(Excerpts from point annotation data)
——
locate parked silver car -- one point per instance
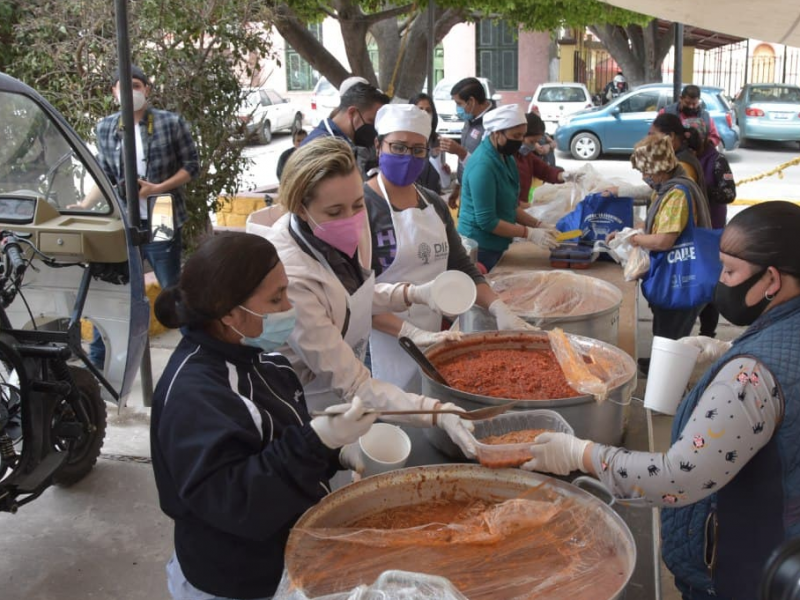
(264, 111)
(768, 111)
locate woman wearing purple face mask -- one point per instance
(404, 218)
(325, 249)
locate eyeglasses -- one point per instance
(416, 151)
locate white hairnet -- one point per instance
(504, 117)
(402, 117)
(350, 82)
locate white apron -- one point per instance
(318, 392)
(422, 253)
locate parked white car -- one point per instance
(264, 111)
(324, 99)
(556, 100)
(449, 123)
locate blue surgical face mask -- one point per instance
(649, 181)
(275, 329)
(462, 114)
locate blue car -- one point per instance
(617, 126)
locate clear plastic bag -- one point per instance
(537, 296)
(540, 545)
(635, 260)
(390, 585)
(587, 369)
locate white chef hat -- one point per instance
(504, 117)
(402, 117)
(350, 82)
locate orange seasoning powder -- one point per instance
(519, 374)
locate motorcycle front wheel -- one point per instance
(83, 452)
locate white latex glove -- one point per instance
(341, 429)
(557, 453)
(710, 349)
(506, 319)
(541, 237)
(457, 428)
(425, 338)
(350, 457)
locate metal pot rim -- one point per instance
(447, 473)
(537, 337)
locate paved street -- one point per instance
(754, 160)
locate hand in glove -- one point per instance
(574, 176)
(339, 430)
(425, 338)
(422, 294)
(350, 457)
(506, 319)
(541, 237)
(710, 349)
(457, 428)
(557, 453)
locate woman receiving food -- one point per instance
(403, 218)
(489, 213)
(332, 291)
(731, 479)
(236, 457)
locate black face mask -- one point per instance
(731, 303)
(510, 148)
(365, 135)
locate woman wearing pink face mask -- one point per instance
(324, 248)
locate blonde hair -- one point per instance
(311, 164)
(654, 154)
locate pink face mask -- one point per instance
(342, 234)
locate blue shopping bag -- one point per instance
(686, 275)
(597, 215)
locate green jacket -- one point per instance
(488, 194)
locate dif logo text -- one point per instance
(439, 251)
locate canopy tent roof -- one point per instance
(768, 20)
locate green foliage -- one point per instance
(192, 50)
(547, 15)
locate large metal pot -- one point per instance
(598, 421)
(597, 319)
(318, 566)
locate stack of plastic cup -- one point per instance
(671, 365)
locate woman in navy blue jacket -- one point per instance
(236, 456)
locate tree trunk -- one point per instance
(355, 26)
(639, 51)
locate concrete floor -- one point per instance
(106, 538)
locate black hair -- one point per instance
(434, 115)
(690, 91)
(535, 125)
(221, 274)
(363, 96)
(667, 123)
(467, 88)
(766, 235)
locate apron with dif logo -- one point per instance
(421, 255)
(319, 393)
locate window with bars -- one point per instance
(498, 52)
(300, 76)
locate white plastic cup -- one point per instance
(384, 448)
(454, 292)
(671, 365)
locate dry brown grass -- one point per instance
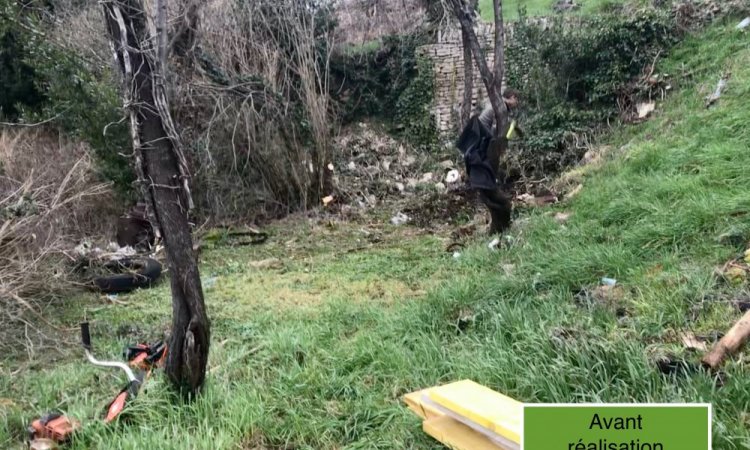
(49, 200)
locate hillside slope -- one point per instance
(314, 351)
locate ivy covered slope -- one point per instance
(317, 354)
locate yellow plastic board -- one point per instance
(414, 402)
(482, 406)
(456, 435)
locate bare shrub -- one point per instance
(256, 111)
(49, 199)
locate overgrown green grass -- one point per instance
(540, 7)
(316, 354)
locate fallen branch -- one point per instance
(729, 344)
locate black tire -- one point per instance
(128, 274)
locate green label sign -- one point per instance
(617, 427)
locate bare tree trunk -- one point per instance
(491, 82)
(499, 68)
(468, 80)
(468, 74)
(161, 166)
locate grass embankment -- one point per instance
(539, 7)
(317, 354)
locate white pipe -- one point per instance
(123, 366)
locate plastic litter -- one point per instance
(452, 176)
(399, 219)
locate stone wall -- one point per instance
(447, 56)
(448, 63)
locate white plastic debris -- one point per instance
(645, 109)
(399, 219)
(452, 176)
(209, 282)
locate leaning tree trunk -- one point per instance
(162, 171)
(468, 74)
(468, 80)
(492, 81)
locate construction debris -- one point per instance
(713, 98)
(645, 109)
(399, 219)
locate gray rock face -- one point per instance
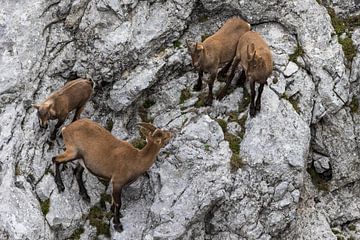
(298, 158)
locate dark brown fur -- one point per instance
(108, 157)
(217, 50)
(59, 104)
(254, 56)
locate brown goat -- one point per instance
(59, 104)
(108, 157)
(217, 50)
(254, 56)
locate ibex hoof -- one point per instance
(85, 197)
(118, 227)
(197, 88)
(208, 102)
(61, 187)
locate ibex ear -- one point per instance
(145, 132)
(52, 112)
(199, 46)
(190, 45)
(37, 106)
(148, 126)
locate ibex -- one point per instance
(108, 157)
(59, 104)
(217, 50)
(254, 56)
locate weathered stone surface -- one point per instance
(136, 53)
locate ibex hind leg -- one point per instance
(68, 155)
(258, 99)
(82, 190)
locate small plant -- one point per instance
(76, 234)
(185, 95)
(109, 124)
(97, 217)
(203, 18)
(138, 143)
(148, 103)
(223, 124)
(354, 105)
(177, 44)
(207, 147)
(317, 180)
(236, 162)
(245, 101)
(299, 51)
(45, 206)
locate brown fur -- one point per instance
(108, 157)
(217, 50)
(59, 104)
(254, 56)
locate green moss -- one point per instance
(348, 48)
(76, 234)
(185, 95)
(236, 162)
(299, 51)
(245, 101)
(45, 206)
(205, 36)
(344, 26)
(242, 122)
(203, 18)
(207, 147)
(316, 179)
(275, 80)
(201, 100)
(97, 217)
(138, 143)
(148, 103)
(109, 124)
(177, 44)
(234, 142)
(352, 227)
(354, 105)
(104, 198)
(223, 124)
(338, 23)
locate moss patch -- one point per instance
(177, 44)
(223, 124)
(236, 162)
(109, 124)
(138, 143)
(97, 217)
(299, 52)
(317, 180)
(354, 105)
(76, 234)
(148, 103)
(352, 227)
(294, 101)
(185, 95)
(343, 28)
(45, 206)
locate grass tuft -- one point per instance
(45, 206)
(185, 95)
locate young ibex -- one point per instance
(254, 56)
(59, 104)
(217, 50)
(108, 157)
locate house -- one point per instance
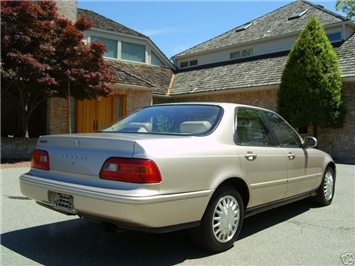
(245, 65)
(141, 69)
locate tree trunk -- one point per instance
(23, 115)
(315, 131)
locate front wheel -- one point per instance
(222, 221)
(325, 191)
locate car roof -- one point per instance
(224, 105)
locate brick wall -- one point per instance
(135, 99)
(17, 148)
(340, 143)
(57, 116)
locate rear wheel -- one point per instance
(222, 221)
(325, 191)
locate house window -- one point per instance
(235, 55)
(334, 37)
(110, 44)
(133, 52)
(297, 14)
(155, 61)
(184, 64)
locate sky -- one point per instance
(175, 26)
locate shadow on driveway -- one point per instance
(78, 242)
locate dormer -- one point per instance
(122, 42)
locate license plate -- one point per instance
(63, 202)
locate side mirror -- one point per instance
(310, 142)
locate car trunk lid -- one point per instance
(84, 153)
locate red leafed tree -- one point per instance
(41, 53)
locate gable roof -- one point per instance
(127, 73)
(104, 23)
(141, 75)
(276, 23)
(255, 72)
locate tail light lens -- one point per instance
(130, 170)
(40, 160)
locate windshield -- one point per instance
(170, 119)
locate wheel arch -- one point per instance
(333, 166)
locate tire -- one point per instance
(222, 221)
(325, 192)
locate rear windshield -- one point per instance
(170, 119)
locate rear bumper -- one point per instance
(156, 211)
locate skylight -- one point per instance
(244, 26)
(297, 14)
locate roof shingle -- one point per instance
(273, 24)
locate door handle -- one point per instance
(291, 156)
(250, 156)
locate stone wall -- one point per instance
(17, 148)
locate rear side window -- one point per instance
(251, 129)
(285, 134)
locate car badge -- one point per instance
(76, 142)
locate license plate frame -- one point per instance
(63, 203)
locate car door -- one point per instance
(263, 163)
(302, 168)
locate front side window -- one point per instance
(133, 52)
(110, 44)
(251, 129)
(170, 119)
(285, 134)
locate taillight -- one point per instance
(40, 160)
(130, 170)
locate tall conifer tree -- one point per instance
(311, 85)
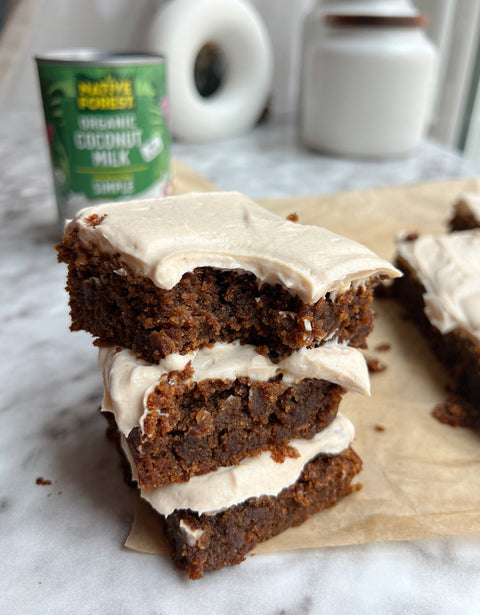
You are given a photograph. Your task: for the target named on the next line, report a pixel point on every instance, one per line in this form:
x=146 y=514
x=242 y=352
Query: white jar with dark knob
x=368 y=73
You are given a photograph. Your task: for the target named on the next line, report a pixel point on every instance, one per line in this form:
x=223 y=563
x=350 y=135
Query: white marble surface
x=61 y=544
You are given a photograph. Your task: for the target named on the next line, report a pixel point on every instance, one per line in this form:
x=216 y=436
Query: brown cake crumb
x=457 y=412
x=280 y=453
x=95 y=219
x=43 y=481
x=375 y=366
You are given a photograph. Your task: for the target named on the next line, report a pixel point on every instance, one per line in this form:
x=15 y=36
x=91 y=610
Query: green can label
x=107 y=129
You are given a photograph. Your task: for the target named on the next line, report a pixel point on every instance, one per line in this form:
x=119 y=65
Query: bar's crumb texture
x=120 y=308
x=195 y=428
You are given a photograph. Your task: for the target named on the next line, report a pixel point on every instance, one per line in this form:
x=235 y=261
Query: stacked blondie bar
x=227 y=337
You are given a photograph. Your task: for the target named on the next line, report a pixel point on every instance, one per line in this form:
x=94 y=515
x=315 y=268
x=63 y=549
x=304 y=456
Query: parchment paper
x=420 y=478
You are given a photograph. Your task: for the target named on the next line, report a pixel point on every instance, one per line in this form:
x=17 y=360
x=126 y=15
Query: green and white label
x=108 y=133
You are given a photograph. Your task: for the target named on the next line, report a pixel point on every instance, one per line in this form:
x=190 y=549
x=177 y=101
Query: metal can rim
x=98 y=57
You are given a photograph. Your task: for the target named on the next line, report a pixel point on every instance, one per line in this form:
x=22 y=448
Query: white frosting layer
x=449 y=268
x=165 y=238
x=129 y=381
x=253 y=477
x=471 y=202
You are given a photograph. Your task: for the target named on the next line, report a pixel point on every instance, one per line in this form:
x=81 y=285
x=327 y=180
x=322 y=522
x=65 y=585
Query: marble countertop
x=61 y=543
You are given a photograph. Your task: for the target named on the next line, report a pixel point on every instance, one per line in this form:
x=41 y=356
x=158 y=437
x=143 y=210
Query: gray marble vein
x=61 y=543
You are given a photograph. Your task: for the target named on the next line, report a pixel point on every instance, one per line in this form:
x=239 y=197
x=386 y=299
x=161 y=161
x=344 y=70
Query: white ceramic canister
x=368 y=73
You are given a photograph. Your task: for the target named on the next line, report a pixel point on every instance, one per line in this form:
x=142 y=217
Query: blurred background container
x=33 y=26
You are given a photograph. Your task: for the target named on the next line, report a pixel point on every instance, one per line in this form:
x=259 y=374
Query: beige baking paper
x=420 y=478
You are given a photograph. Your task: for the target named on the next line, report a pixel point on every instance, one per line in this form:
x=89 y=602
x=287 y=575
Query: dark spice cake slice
x=179 y=273
x=466 y=212
x=199 y=543
x=214 y=520
x=194 y=413
x=441 y=291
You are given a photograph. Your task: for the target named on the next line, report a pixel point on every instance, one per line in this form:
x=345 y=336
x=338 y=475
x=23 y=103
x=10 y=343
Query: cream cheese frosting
x=164 y=238
x=449 y=268
x=253 y=477
x=129 y=381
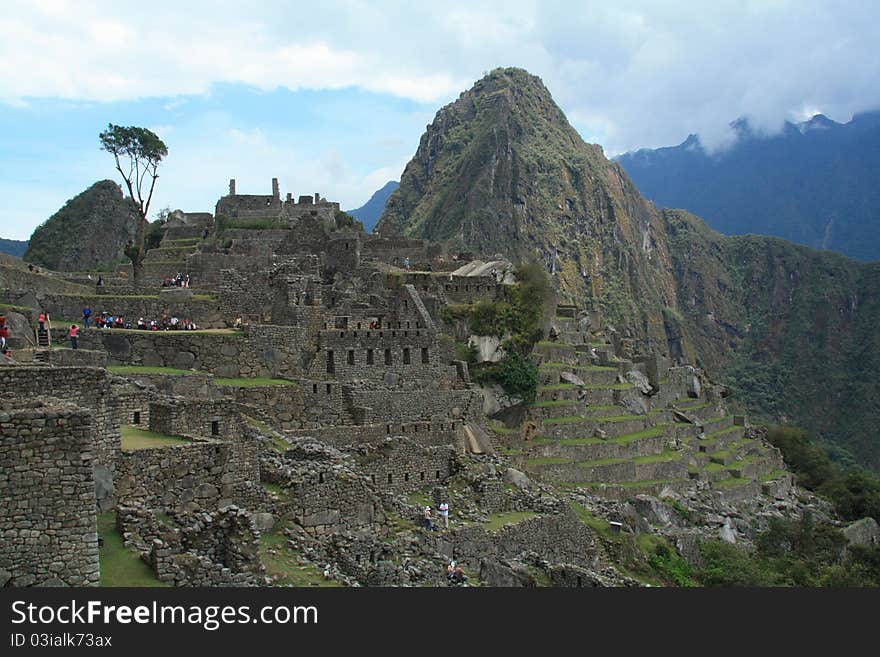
——
Requirement: Edit the entries starting at the line that has "locate rear windshield" and stopping after the line that has "x=375 y=366", changing "skylight" to "roof window" and keeping everything else the same. Give only those lines, with the pictures left out.

Answer for this exercise:
locate rear windshield -- one point per instance
(170, 119)
locate rear bumper -- one point per instance
(156, 211)
locate roof window -- one point per instance
(244, 26)
(297, 14)
locate roof shingle -- one point per instance
(273, 24)
locate door handle -- one point per instance
(291, 156)
(250, 156)
locate stone wall -- one point per instance
(17, 148)
locate rear side window -- one point per instance
(251, 129)
(285, 134)
locate car badge -- one point per instance
(76, 142)
locate license plate frame -- one point per instance
(63, 203)
locate car door -- one point per instance
(263, 163)
(302, 168)
locate front side window -- one point per instance
(133, 52)
(110, 44)
(251, 129)
(170, 119)
(285, 134)
locate taillight -- one point per instance
(40, 160)
(130, 170)
locate tall conifer tree -- one point per instance
(311, 85)
You are given a photograph. Your task: for the target named on the next line, report a pixel point on every instance, one per line in this form:
x=146 y=514
x=242 y=352
Query: white jar with dark knob
x=368 y=73
You are given a photograph. Your task: for the target named on the next line, report a pixel point on every instance, one per line in this form:
x=223 y=563
x=350 y=135
Query: white marble surface
x=61 y=544
You are given a photograph. Your task: for the target named on the next line, report a pixel point on every instance, one per line in this form:
x=216 y=436
Query: brown cake crumb
x=457 y=412
x=280 y=453
x=95 y=219
x=43 y=481
x=375 y=366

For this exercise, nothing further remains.